What this task involves:
An exact copy of every record is needed.

[Saved data entries]

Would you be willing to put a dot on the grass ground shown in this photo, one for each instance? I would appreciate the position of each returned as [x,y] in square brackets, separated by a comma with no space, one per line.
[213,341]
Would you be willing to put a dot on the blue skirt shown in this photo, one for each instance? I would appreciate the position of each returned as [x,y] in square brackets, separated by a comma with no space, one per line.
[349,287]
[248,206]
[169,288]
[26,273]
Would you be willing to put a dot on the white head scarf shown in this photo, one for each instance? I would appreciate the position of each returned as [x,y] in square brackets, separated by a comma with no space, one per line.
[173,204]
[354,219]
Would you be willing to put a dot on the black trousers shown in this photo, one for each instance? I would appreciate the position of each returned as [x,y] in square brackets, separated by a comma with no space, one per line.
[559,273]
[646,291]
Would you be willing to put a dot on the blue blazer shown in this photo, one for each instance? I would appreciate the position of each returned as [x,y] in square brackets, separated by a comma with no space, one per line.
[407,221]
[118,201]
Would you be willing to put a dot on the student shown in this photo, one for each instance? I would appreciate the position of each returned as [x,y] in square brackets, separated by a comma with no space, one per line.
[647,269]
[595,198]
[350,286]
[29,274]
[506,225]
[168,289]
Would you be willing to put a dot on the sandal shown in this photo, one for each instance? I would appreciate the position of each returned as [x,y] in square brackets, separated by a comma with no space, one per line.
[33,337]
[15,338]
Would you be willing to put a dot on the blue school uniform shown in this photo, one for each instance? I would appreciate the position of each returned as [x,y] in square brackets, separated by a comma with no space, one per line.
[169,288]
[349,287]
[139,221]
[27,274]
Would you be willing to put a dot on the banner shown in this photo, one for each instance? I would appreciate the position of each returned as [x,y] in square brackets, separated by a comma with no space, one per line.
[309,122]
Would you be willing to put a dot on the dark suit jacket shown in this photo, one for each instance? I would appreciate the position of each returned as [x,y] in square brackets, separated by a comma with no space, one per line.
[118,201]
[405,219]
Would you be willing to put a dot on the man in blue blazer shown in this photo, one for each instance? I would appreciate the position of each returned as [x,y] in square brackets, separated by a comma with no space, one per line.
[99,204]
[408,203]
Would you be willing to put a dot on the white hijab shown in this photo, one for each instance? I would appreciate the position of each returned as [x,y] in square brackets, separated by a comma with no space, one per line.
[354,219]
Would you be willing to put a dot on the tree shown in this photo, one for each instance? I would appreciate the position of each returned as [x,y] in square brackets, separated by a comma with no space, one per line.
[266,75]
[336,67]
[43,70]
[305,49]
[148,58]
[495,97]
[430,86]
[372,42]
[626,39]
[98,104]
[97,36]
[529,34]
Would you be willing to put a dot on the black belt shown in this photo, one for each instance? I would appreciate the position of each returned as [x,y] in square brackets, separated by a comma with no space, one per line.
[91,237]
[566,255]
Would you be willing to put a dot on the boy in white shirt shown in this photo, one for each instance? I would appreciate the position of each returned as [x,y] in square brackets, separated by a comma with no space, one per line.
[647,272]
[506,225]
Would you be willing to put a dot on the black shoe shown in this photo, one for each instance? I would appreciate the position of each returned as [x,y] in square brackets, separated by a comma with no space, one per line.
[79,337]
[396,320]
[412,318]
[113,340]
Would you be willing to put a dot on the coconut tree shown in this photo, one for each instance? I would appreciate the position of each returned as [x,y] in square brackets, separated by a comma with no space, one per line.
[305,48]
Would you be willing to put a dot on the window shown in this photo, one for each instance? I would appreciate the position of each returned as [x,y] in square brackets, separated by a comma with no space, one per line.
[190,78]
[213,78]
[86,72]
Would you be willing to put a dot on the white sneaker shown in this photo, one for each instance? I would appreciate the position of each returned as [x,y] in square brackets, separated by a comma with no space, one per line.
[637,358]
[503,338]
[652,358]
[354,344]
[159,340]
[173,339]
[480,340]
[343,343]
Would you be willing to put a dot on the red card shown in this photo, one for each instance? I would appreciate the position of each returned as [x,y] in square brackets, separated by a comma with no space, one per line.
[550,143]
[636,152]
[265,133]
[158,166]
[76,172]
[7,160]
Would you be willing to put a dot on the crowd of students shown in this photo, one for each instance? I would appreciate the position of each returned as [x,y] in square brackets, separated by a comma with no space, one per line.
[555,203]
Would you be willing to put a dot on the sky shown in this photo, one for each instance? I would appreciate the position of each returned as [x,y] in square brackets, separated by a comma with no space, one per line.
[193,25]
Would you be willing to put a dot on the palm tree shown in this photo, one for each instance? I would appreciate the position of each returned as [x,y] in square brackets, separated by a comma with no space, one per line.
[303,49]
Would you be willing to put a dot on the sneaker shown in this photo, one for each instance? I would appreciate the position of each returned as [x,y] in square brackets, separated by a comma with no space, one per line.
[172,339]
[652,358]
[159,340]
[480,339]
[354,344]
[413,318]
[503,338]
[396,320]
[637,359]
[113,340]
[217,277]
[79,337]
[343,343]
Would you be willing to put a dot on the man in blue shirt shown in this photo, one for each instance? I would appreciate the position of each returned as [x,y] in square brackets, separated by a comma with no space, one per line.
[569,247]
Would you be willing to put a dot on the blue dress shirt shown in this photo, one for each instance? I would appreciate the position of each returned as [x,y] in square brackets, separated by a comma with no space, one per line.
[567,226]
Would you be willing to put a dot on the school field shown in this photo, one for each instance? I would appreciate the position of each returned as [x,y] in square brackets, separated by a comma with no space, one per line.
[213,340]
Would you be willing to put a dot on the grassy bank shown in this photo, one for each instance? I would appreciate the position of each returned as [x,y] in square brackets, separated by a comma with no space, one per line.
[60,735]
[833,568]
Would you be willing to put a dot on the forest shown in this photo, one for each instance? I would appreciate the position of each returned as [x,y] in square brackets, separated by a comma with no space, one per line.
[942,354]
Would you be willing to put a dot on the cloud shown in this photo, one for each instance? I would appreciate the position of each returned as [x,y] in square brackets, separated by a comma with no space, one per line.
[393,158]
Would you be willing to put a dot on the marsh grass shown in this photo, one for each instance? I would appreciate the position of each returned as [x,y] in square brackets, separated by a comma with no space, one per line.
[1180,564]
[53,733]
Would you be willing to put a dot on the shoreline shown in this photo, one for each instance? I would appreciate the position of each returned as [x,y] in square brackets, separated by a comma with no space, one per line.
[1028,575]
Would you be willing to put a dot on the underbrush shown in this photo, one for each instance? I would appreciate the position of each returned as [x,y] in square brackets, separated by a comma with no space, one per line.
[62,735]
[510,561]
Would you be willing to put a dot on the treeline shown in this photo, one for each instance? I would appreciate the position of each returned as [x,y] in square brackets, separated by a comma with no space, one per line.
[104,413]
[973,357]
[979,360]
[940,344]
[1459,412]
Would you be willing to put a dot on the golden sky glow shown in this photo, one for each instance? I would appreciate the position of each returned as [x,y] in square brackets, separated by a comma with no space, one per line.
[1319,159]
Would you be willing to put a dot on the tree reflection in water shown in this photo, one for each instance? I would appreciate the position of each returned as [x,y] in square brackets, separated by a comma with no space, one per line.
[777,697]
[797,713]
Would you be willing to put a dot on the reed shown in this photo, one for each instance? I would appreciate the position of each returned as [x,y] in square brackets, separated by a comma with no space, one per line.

Reply:
Would you be willing to put a dot on the grass ground shown in this photo, one for each instance? I would appreciate the position of each returned as [x,y] in square brackets, separated by a comma with no space, one per line.
[213,341]
Would you be willing to put a dot on the blue skirt shown in this photo, one for each instance? I would appreciate the position of each returned as [x,y] in square brackets, separated by a comma with no space, one per line.
[349,287]
[248,206]
[169,288]
[26,273]
Would you be willing to put a dot on the white head scarf shown in this photo, one for each instance? I would appreciate the position of each returned as [x,y] in square brackets, separated by a comma with no space, one per line.
[173,204]
[354,219]
Would you be willing to put a dot on the black trousers shown in this photo, one for each instance? I would appreciate the position of each returned as [x,y] in square brackets, separated by a comma with no space, one per line.
[559,273]
[646,291]
Would you be willing to put a dot on the blue blazer shown in this photo, one for each instance? I would appreciate the position of each returned as [x,y] in square brackets, separated by a comma with no space, one per line.
[407,221]
[118,201]
Would you be willing to put a dot on the student shown in this photo, one for each instance? I would appreciate the position of each returned as [x,y] in square brackets, separated by a comma with no space, one per line.
[647,269]
[595,198]
[350,286]
[29,274]
[506,225]
[168,289]
Would you be willing to put a dot on the sandal shown in this photo, one for each instance? I would appreciate the position of each returned as [x,y] in square brackets, separated by a comma with no space, one per line.
[33,337]
[15,338]
Would you be willing to put a dot on the blue school uniform shown in this photo, one for each instance? I would appreciate the position of each returned as [x,y] in square brackets, separated by a comma with no space, one per line.
[169,288]
[349,287]
[139,221]
[27,274]
Would you be willing to put a dot on the banner shown in this photo, one for each instance? I would appreciate the position of each returned as [x,y] in square brackets, separated by a comma with no space, one per line.
[309,122]
Would you be willing to put a dot on the dark suit jacket shown in this photo, one for each instance? I would appreciate the position of each returned as [x,y] in square brackets, separated by a comma with no space, one per line.
[118,201]
[405,219]
Would you be willing to put a dot on the man in blue blazer shown in this photo, one for each instance? I would appreciate the position of each returned as [x,y] in square brackets, separated by a comma with no space, one per line.
[99,204]
[408,203]
Would you be willing to put a dot on the white hijab shown in this photo, one for each instance? I would appreciate the position of each returned as [x,y] in square brackets, separated by a comma with no space, one per line.
[354,219]
Would you be willing to put a dot on the tree shown in this photo, one for each instance? I would appreciate the position of each returned as [x,y] in square brackets, separated by a comma with no space, one per line.
[266,75]
[336,67]
[43,70]
[305,49]
[148,58]
[495,97]
[430,86]
[372,42]
[626,39]
[98,104]
[97,36]
[529,34]
Would you be willing to put a dot on the black belt shown in this photo, one for each instance? I would appreciate the position of each returned as [x,y] in square brackets, separated by a comma with no space, one per line.
[91,237]
[566,255]
Would you be willing to put a dot on the boy in white shirt shown in this photo, one for each instance? I would appreciate the position of each returned as [x,y] in square brackets, separated by a comma with no space, one per line.
[647,272]
[506,225]
Would you be willing to put a dot on the black shoe shown in this photo, one for each instance? I would appreciate the position of each returned as [x,y] in square brackets, separated by a comma with no space, one per line.
[79,337]
[396,320]
[412,318]
[113,340]
Would you be willing to put a dot on the coconut tree shown in this photo, one for each instance? I would appreciate the position of each returned as [x,y] in square brackets, separated by a comma with no space, one per line.
[305,48]
Would you be willing to put a dot on the window shown in this photo, one for each instance? I would appreciate the position of each returned as [x,y] in square brackets, separated by a comma with no space, one per line.
[190,78]
[213,78]
[86,72]
Would you be willing to put a dot on the white sneaker shown in this photo, one for each instance? I would appreciate the position of each returned as [x,y] in square brackets, separated by a comma with no space, one per line.
[637,358]
[503,338]
[652,358]
[354,344]
[159,340]
[173,339]
[480,340]
[343,343]
Would you be willing to put a dot on the red card shown in this photo, one for each instance? I would appreciate the position of each returned as [x,y] in square brackets, separated by a comma with no space, one per line.
[550,143]
[636,152]
[265,133]
[158,166]
[76,172]
[7,160]
Would you be willing to put a dot on the crowd of students shown in this photo, one for each instance? I would appreciate the position of each returned as [x,y] in square brackets, separated by a comma with no space, one per line.
[555,203]
Would you be willing to put a dot on the sky shown in this photo, one for each instance? I would appreciate the position of each returned as [x,y] in square brackets, separated by a comma with no space, one per line.
[193,25]
Would you be willing to put a dot on the palm tree shown in this photo, one for each instance? I would appreciate the position of each returned as [x,y] in square brackets, separated by a comma with no space, one per line.
[303,49]
Would you be willing to put a dot on the sneaker shown in this photo, one for each instance? I would appreciate the position of each returned as [x,y] in square brackets, separated by a comma with no space, one per line.
[172,339]
[652,358]
[159,340]
[480,339]
[354,344]
[413,318]
[503,338]
[396,320]
[637,359]
[113,340]
[217,277]
[79,337]
[343,343]
Would you be willing to put a dot on the man in blue shirt shown in this photo, one for each instance? I would appreciate the position of each returned as [x,y] in square brackets, separated by a comma with no space, one per line.
[569,247]
Would you be willing to put a dot on the blue dress shirt shown in this photo, one for each instance? I would appreciate the position of each returned as [x,y] in square brackets, separated by a comma with no space, one per line.
[567,226]
Would you be willing to put a dot on the school field shown in this photo, one for each instance? I would appreciate the position of each returned as [x,y] in square brackets, separated by a comma with no space, one per line.
[213,340]
Would you be willing to put a dot on the grassy bank shown in this photo, one for each instance? I would appreciate the position of each returned as [x,y] in square brackets, separated by a comma with no space, one per line.
[60,735]
[833,568]
Would you be willing to put a dot on the forest shown in this photo, one for each instance? I would appreciate the position of each returned as [x,y] in square brackets, separated by a comma with no space, one per line.
[942,354]
Would you be willing to put a dot on the cloud shown in this photo, one for each instance? I would appreciate the position of each returned as [x,y] in square brackets, separated by a comma with no space, one per line.
[393,158]
Would you be willing to put a dot on the marsh grass shown in this photo, one for each instance? I would appreciate the position of each returned as [x,y] in square brackets, separated by a comma with no space, one per line.
[1180,564]
[53,733]
Would you be willing to put a dot on the shoreline shown in this photo, one for each instance? I would appreciate the position of each returned as [x,y] in square brackets, separated by a comma with no space, one per line.
[1028,575]
Would you be willing to put a dot on the underbrush shown in this photo, one for each instance? I would appreciate the position of each returned as [x,y] in square brackets, separated by a comma with no space, one per line.
[62,735]
[510,561]
Would you be willing to put a dot on the treeline shown in this photo, one for each instance? I would appreciate the position of each returned as [x,y] in square brackets, separated by a comma with no space, one per line.
[104,413]
[973,357]
[979,360]
[940,344]
[1459,412]
Would you be willing to put a dot on the golden sky glow shown in this photo, one for each instance? I would appreciate the position of each returned as [x,y] in square brackets, separated by a comma with no space, one per line.
[1319,159]
Would you be willing to put a dot on the tree reflection in water shown in this photo, one for each instance? I would appreciate the position of each returned as [x,y] in square brackets, separated by a comma with no space, one per line.
[777,697]
[797,713]
Would you be willing to put a dot on the reed shown in this photo, one for each instance? I would appreciate the position of each returned as [x,y] in square brackets, separated by a comma with no space, one per line.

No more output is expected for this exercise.